* **WHAT TO DO**
a - Answer these questions using the text on privacy and security:
(i) What personal information are victims asked to provide at the fraudulent Web sites?
(ii) What example of sensitive personal information may the malicious software send to a remote location?
(iii) According to the first best practice, what two things are true of e-mail?
b - Summarize the text on privacy and security in two sentences.

* **EXTRACT PROVIDED**
########
Privacy and Security
How You Can Protect Yourself
Beware Fraudulent E-Mails and Web Sites
"Phishing" is a rampant Internet scam that relies on “spoofed” e-mails, purportedly from well known firms, to lure individuals to fraudulent Web sites that look and feel like the well known firm’s Web site. At such Web sites, victims are asked to provide personal information about themselves, such as their name, address and credit card number. These fraudulent e-mails and Web sites may also try to install malicious software on your computer that monitors your activities and sends sensitive personal information (your passwords, for example) to a remote location. With that information, criminals can commit identity theft, credit card fraud and other crimes.
You can protect yourself by following these best practices when using the Internet:
- Be aware that e-mail is insecure and easy to forge. E-mail that appears to be from a friend or company you do business with may be fraudulent and designed to trick you into providing personal information about yourself or installing dangerous software.
- Do not respond to e-mails or pop-up messages that solicit your personal information: name, address, Social Security number, etc.
########
* **SOURCE DATA**
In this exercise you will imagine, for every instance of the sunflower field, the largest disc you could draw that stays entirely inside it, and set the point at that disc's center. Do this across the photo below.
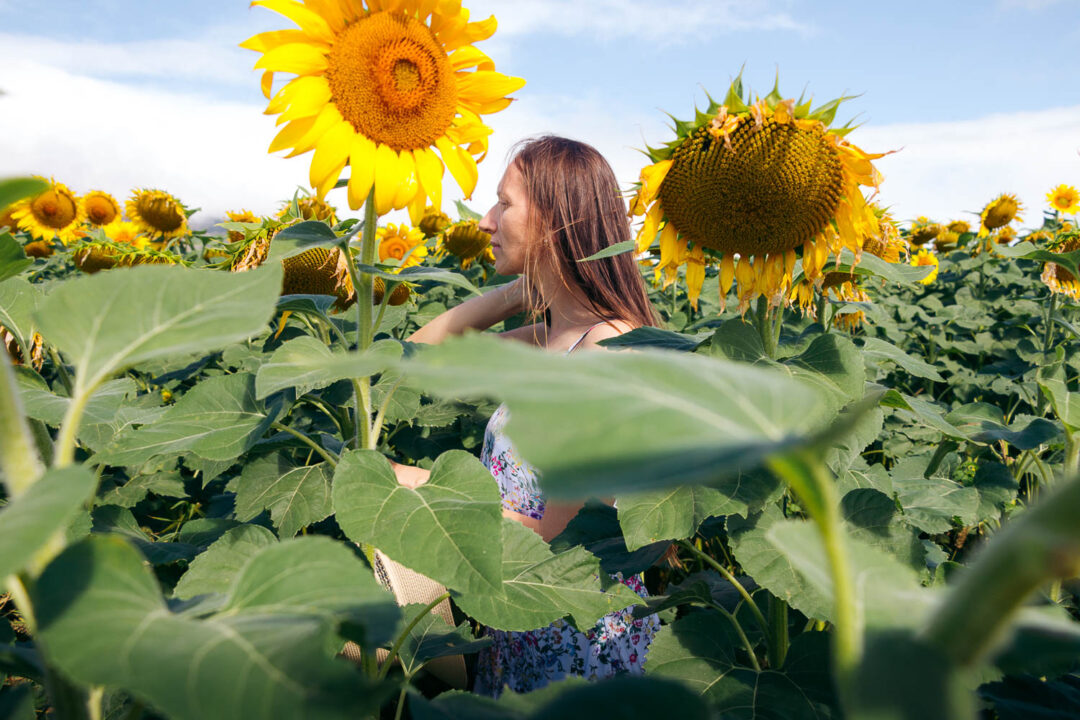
(847, 469)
########
* **RESULTS IN ORDER**
a -
(i) Their name, address and credit card number.
(ii) Passwords.
(iii) E-mail is insecure and easy to forge.

b - Phishing is a widespread Internet scam that uses spoofed e-mails, supposedly from well-known firms, to draw people to fraudulent Web sites that collect personal information or install malicious software, letting criminals commit identity theft, credit card fraud and other crimes. To protect themselves, users should know that e-mail is insecure and easy to forge, and they should not respond to e-mails or pop-up messages that ask for personal information.